Ceph学习——客户端读写操作分析

客户端读写操作分析

本节设计到了Librados以及Osdc等操作,相关类如 RadosClient、Objecter、IoCtxImpl等介绍见上一节:
Ceph学习——Librados与Osdc实现源码解析


Ceph学习——客户端读写操作分析_第1张图片

1)调用rados_create()创建一个RadosClient对象。
2) 调用rados_config_read()读取配置文件。
3)调用rados_connect()函数,最终他会调用RadosClient::connect()来完成初始化
4)调用rados_ioctx_create(),它最终调用RadosClient::create_ioctx()穿件pool相关的IoCtxImpl类。
5)调用 rados_write 函数 想该pool中写入对象。调用了IoCtxImpl::write()。


Ceph学习——客户端读写操作分析_第2张图片

写操作消息封装

int librados::IoCtxImpl::write(const object_t& oid, bufferlist& bl,
                               size_t len, uint64_t off)
{
  if (len > UINT_MAX/2)
    return -E2BIG;
  ::ObjectOperation op;//创建ObjectOperation对象
  prepare_assert_ops(&op);//封装相关写操作
  bufferlist mybl;
  mybl.substr_of(bl, 0, len);
  op.write(off, mybl);
  return operate(oid, &op, NULL);//调用operate处理
}

write中调用operate

int librados::IoCtxImpl::operate(const object_t& oid, ::ObjectOperation *o,
                                 ceph::real_time *pmtime, int flags)

题目 1:
按给定文本所述，rados_connect() 最终调用哪个函数来完成初始化？

(指点数据集中的条目)
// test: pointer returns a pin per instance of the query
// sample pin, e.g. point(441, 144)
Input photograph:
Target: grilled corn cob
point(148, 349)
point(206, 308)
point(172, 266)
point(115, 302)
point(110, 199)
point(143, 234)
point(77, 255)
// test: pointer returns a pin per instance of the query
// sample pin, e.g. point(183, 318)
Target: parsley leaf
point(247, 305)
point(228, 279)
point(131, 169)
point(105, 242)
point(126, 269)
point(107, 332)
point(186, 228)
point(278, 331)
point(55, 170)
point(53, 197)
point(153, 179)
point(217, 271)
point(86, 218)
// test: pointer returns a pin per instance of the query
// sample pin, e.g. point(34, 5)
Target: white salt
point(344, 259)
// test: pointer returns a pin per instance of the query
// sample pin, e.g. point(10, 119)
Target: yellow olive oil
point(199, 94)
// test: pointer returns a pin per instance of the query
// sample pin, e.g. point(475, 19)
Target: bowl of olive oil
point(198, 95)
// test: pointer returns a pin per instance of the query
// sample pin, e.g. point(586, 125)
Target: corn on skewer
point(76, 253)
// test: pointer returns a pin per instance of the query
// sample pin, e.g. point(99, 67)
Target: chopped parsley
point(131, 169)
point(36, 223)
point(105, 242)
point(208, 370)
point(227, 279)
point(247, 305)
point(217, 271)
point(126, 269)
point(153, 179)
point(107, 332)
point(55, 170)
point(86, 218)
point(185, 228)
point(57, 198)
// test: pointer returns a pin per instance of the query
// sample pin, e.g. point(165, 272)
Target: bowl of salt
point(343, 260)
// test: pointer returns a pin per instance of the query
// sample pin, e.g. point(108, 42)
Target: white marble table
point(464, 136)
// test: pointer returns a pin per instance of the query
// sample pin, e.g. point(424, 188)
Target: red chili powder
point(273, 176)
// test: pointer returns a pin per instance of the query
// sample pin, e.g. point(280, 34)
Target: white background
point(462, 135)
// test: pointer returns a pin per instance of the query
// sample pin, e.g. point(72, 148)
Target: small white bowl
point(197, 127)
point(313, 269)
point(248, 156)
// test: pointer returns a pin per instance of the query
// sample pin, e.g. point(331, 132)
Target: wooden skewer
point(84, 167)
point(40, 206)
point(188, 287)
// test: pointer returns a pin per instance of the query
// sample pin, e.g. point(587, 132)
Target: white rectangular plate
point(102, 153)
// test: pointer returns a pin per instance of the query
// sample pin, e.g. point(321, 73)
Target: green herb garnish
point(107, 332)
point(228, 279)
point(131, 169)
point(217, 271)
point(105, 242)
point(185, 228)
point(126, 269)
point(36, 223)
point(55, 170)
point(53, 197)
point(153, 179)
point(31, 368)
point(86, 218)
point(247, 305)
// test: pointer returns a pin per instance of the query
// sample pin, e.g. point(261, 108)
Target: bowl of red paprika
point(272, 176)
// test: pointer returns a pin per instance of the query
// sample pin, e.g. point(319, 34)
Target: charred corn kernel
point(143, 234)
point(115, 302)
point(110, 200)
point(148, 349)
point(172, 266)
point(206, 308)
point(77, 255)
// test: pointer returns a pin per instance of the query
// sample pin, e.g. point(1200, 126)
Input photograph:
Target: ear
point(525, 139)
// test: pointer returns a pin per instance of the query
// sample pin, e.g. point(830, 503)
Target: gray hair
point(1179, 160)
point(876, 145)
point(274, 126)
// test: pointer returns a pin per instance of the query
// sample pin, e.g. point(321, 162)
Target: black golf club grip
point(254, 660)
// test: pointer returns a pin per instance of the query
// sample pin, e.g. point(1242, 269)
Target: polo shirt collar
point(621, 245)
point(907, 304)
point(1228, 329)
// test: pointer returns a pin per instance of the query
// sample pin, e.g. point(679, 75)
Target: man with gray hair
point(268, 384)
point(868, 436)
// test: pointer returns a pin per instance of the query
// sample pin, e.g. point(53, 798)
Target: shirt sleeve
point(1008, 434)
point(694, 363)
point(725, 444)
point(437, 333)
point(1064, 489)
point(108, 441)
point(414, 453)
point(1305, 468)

题目 2:
找出数据行中所有含有单词“olive”的行，并将这些行完整抄录下来。

解答 1:
RadosClient::connect()

解答 2:
Target: yellow olive oil
Target: bowl of olive oil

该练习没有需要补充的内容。